### Prompt
Your answer should be the lines below from the one holding "Target phrase: green shrub" through the one holding "Target phrase: flower cluster", copied exactly and with nothing else.
◇ ◇ ◇ ◇ ◇
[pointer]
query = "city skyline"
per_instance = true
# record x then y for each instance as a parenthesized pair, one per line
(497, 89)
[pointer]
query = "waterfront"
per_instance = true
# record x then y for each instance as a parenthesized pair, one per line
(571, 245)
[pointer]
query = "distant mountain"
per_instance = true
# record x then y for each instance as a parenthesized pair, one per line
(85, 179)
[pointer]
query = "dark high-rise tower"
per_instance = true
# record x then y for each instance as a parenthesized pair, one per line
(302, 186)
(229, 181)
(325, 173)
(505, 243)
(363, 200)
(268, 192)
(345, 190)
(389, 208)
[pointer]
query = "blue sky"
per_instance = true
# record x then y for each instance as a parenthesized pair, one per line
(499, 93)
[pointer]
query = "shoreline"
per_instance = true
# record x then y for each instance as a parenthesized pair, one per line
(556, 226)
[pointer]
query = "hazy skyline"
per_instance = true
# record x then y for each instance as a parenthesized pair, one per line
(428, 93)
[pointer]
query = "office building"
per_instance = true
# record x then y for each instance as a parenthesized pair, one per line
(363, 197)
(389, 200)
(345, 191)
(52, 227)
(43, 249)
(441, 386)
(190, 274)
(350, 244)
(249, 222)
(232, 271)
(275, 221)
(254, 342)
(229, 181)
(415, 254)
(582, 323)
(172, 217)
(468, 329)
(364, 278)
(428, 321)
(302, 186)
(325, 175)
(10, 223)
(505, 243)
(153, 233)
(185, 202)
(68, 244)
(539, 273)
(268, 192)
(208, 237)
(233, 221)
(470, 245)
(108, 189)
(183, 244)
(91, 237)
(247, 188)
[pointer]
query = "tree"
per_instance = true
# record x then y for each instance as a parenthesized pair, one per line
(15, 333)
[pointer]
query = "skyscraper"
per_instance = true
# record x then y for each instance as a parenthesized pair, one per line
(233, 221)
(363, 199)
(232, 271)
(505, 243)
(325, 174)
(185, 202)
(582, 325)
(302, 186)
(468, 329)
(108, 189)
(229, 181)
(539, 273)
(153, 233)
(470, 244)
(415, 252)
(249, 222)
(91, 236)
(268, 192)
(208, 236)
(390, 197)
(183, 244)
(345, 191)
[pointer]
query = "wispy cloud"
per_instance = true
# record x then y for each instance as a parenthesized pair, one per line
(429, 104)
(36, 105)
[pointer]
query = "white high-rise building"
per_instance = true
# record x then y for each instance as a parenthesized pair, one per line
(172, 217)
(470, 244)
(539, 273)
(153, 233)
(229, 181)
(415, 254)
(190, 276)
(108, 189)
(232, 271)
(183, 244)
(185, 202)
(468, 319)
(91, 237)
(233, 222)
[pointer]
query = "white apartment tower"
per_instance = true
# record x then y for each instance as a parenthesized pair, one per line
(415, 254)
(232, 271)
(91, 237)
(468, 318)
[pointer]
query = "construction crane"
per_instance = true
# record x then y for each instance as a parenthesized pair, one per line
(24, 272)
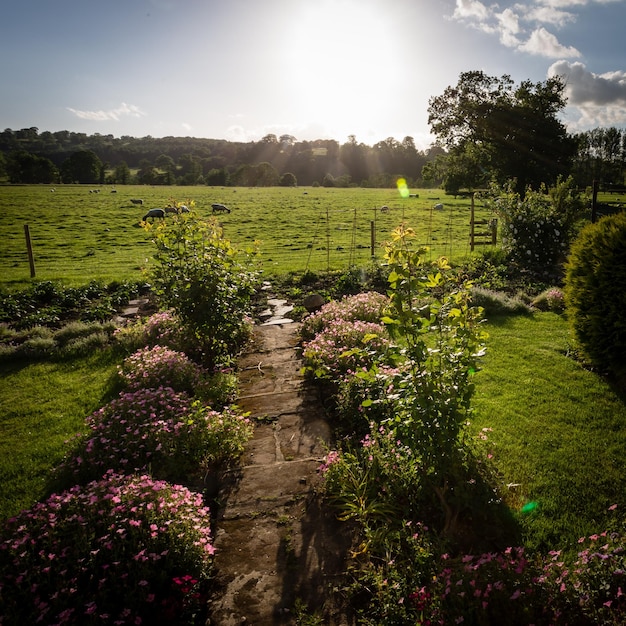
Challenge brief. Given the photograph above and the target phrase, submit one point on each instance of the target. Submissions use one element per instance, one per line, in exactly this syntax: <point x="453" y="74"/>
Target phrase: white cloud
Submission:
<point x="599" y="100"/>
<point x="522" y="26"/>
<point x="586" y="88"/>
<point x="111" y="114"/>
<point x="549" y="15"/>
<point x="509" y="28"/>
<point x="543" y="43"/>
<point x="471" y="9"/>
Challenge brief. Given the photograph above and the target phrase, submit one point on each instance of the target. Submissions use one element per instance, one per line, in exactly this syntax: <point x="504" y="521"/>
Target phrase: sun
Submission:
<point x="339" y="59"/>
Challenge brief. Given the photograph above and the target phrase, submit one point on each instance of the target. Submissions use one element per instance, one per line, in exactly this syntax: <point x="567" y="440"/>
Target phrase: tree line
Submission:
<point x="487" y="130"/>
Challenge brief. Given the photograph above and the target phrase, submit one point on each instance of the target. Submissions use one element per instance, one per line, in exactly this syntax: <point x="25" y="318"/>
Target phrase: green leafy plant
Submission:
<point x="208" y="283"/>
<point x="595" y="294"/>
<point x="440" y="342"/>
<point x="537" y="228"/>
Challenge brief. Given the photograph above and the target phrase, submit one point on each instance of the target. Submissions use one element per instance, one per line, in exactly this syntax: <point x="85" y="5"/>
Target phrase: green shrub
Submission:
<point x="498" y="303"/>
<point x="207" y="282"/>
<point x="537" y="228"/>
<point x="595" y="294"/>
<point x="551" y="299"/>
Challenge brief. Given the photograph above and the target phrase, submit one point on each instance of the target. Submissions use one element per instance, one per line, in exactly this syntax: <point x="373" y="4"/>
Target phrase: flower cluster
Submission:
<point x="110" y="552"/>
<point x="344" y="346"/>
<point x="593" y="584"/>
<point x="492" y="585"/>
<point x="366" y="307"/>
<point x="161" y="429"/>
<point x="151" y="367"/>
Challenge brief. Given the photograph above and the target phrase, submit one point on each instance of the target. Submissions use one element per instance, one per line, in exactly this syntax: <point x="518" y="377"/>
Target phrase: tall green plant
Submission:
<point x="538" y="227"/>
<point x="207" y="281"/>
<point x="595" y="294"/>
<point x="440" y="342"/>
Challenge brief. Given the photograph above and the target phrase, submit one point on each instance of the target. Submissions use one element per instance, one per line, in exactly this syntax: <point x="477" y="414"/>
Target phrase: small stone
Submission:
<point x="313" y="302"/>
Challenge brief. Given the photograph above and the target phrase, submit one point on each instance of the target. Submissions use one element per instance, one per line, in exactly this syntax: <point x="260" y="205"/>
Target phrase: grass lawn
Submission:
<point x="557" y="438"/>
<point x="558" y="431"/>
<point x="42" y="405"/>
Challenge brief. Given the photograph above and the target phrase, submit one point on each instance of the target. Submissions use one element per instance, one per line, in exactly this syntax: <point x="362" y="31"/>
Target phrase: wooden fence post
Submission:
<point x="29" y="247"/>
<point x="594" y="202"/>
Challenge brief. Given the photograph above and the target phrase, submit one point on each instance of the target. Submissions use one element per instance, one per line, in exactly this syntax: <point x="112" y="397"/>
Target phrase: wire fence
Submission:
<point x="342" y="238"/>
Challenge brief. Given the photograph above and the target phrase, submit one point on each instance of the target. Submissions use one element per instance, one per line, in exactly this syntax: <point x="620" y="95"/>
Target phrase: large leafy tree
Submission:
<point x="23" y="167"/>
<point x="504" y="131"/>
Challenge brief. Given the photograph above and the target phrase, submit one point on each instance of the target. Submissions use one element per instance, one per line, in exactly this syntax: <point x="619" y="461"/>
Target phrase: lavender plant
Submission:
<point x="152" y="367"/>
<point x="159" y="429"/>
<point x="208" y="282"/>
<point x="364" y="307"/>
<point x="343" y="346"/>
<point x="121" y="550"/>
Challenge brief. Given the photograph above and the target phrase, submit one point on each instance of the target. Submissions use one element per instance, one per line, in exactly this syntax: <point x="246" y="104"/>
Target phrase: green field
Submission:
<point x="77" y="235"/>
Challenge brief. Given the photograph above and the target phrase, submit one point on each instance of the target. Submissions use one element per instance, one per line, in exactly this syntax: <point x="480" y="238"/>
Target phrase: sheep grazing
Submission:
<point x="154" y="214"/>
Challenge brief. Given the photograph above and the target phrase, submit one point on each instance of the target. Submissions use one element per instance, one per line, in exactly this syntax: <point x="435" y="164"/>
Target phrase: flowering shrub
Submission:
<point x="152" y="367"/>
<point x="590" y="588"/>
<point x="344" y="346"/>
<point x="551" y="299"/>
<point x="161" y="429"/>
<point x="207" y="282"/>
<point x="379" y="481"/>
<point x="162" y="328"/>
<point x="367" y="396"/>
<point x="366" y="307"/>
<point x="491" y="588"/>
<point x="538" y="228"/>
<point x="122" y="550"/>
<point x="378" y="484"/>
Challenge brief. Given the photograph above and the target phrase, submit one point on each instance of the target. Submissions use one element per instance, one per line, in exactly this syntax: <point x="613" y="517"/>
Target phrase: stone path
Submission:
<point x="276" y="547"/>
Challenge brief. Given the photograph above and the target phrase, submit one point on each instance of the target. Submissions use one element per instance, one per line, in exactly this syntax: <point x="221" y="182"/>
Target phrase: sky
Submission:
<point x="314" y="69"/>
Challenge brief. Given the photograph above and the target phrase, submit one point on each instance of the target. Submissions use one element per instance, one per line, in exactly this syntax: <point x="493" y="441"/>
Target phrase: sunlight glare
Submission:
<point x="342" y="62"/>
◇ ◇ ◇ ◇ ◇
### Task output
Target phrase: green shrub
Submission:
<point x="498" y="303"/>
<point x="207" y="282"/>
<point x="537" y="228"/>
<point x="595" y="294"/>
<point x="551" y="299"/>
Challenge brief. Given the photograph above and the target phrase, submit one point on each instance of the target. Submissions use one element per instance, one per line, in exactly this syntax: <point x="373" y="4"/>
Target phrase: flower cluster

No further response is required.